[WHAT IS NEEDED]
In the records that follow, find the line with "Category: yellow bird's wing"; from there, retype every line exactly through the line with "Category: hummingbird's tail", which also belongs to the answer.

[Point localization data]
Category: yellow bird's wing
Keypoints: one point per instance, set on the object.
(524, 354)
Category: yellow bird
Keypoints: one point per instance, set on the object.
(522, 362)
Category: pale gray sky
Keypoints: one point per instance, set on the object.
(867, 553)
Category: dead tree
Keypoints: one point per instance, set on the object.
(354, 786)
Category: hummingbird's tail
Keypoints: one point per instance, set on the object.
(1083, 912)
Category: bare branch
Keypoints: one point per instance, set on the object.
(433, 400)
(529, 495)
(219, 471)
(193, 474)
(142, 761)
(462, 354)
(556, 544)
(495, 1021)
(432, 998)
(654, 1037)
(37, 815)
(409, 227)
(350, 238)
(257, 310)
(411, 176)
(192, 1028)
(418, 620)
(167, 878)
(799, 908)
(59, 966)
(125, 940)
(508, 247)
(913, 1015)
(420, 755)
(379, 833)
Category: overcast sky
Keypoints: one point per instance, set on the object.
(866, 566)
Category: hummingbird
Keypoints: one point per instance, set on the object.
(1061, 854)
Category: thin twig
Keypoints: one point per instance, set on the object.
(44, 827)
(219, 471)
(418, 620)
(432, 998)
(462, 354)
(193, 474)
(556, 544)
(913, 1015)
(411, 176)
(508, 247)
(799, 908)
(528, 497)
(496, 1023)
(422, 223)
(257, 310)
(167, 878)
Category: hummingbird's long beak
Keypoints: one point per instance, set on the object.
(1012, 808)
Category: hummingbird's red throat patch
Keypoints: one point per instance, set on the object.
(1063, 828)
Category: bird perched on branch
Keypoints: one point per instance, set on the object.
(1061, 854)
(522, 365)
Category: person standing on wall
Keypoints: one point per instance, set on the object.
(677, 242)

...

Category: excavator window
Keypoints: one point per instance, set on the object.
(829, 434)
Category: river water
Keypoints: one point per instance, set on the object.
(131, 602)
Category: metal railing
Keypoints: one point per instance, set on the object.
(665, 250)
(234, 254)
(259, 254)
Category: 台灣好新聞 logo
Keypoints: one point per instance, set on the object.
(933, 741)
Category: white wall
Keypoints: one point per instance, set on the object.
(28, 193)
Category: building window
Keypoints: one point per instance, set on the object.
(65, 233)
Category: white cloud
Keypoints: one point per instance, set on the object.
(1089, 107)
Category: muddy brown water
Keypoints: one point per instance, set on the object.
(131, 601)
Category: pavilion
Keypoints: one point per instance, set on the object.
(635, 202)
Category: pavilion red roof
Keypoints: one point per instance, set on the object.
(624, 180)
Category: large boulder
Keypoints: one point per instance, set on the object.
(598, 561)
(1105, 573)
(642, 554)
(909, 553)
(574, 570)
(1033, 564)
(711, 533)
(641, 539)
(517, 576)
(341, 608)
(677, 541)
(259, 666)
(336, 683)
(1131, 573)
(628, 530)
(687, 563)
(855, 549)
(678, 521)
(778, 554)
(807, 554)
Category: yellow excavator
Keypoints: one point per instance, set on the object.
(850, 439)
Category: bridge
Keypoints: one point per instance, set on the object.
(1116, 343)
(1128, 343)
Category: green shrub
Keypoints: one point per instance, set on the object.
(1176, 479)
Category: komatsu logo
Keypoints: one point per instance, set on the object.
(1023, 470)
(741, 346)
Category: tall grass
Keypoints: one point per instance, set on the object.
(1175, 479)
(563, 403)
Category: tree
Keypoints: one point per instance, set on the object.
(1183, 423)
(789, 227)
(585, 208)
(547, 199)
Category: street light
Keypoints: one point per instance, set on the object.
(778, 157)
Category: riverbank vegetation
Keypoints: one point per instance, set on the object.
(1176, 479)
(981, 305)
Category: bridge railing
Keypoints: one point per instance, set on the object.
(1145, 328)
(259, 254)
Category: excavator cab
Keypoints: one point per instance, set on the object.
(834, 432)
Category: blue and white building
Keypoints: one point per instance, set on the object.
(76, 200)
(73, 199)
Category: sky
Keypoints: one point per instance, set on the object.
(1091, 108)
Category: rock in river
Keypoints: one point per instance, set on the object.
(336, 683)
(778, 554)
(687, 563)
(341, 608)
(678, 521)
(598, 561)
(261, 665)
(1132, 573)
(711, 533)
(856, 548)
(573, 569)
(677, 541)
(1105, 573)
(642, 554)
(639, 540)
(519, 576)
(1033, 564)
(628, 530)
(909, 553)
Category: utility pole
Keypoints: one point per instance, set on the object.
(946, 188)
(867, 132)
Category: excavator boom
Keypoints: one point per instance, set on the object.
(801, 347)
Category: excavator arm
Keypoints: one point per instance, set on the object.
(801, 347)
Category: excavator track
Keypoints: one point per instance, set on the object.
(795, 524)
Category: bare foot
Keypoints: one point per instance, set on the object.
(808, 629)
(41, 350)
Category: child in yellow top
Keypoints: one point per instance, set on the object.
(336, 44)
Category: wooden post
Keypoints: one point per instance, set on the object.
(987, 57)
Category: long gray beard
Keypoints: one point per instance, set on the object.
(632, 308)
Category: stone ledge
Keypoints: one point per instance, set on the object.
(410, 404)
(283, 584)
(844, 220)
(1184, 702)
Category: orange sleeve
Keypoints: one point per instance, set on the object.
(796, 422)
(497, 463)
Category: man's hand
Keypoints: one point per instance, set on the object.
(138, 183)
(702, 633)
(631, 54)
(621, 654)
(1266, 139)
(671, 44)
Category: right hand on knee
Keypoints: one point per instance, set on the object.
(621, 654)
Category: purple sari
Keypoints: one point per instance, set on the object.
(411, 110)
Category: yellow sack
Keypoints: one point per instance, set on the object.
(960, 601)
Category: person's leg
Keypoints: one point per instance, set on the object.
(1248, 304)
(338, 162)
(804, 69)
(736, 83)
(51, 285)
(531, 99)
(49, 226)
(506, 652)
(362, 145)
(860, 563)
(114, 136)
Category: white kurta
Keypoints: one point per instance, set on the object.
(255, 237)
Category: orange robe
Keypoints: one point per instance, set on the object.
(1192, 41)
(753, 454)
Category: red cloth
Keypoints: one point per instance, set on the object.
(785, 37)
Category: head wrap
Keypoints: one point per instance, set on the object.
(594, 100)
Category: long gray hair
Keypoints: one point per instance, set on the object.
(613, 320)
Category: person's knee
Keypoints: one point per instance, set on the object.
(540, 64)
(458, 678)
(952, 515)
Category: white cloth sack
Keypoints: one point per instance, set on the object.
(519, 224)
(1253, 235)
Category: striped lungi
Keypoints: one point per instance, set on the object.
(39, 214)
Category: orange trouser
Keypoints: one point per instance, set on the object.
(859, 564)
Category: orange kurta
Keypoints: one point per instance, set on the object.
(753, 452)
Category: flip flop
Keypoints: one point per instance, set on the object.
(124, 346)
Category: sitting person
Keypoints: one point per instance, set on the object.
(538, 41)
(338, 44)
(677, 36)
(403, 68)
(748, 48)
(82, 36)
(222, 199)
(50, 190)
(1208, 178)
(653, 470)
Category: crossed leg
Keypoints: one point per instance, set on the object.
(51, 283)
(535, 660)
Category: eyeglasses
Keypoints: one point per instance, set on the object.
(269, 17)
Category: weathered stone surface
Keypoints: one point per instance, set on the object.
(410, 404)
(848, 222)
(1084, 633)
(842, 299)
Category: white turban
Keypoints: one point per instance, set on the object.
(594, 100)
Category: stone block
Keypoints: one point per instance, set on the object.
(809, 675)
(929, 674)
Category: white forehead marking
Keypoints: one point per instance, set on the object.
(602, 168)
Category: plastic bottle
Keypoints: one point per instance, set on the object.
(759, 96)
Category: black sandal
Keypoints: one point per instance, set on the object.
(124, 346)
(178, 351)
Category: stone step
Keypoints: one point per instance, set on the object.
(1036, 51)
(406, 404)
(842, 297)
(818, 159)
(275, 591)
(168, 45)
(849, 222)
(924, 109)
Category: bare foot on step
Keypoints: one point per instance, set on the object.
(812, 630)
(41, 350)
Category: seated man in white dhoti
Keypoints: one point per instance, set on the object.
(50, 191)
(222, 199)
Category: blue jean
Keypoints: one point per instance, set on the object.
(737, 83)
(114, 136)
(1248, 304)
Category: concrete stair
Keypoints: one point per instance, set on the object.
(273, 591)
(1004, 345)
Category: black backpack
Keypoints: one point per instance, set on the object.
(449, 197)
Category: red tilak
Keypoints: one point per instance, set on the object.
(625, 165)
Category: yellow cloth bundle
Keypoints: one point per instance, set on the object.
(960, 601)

[SOLUTION FOR THIS PROBLEM]
Category: yellow bird's wing
Keypoints: one point per instance, set on the object.
(524, 354)
Category: yellow bird
Keypoints: one point per instance, set on the object.
(522, 362)
Category: pale gray sky
Keypoints: one point per instance, set on the object.
(867, 553)
Category: dead tree
Keypoints: one point per instance, set on the object.
(354, 786)
Category: hummingbird's tail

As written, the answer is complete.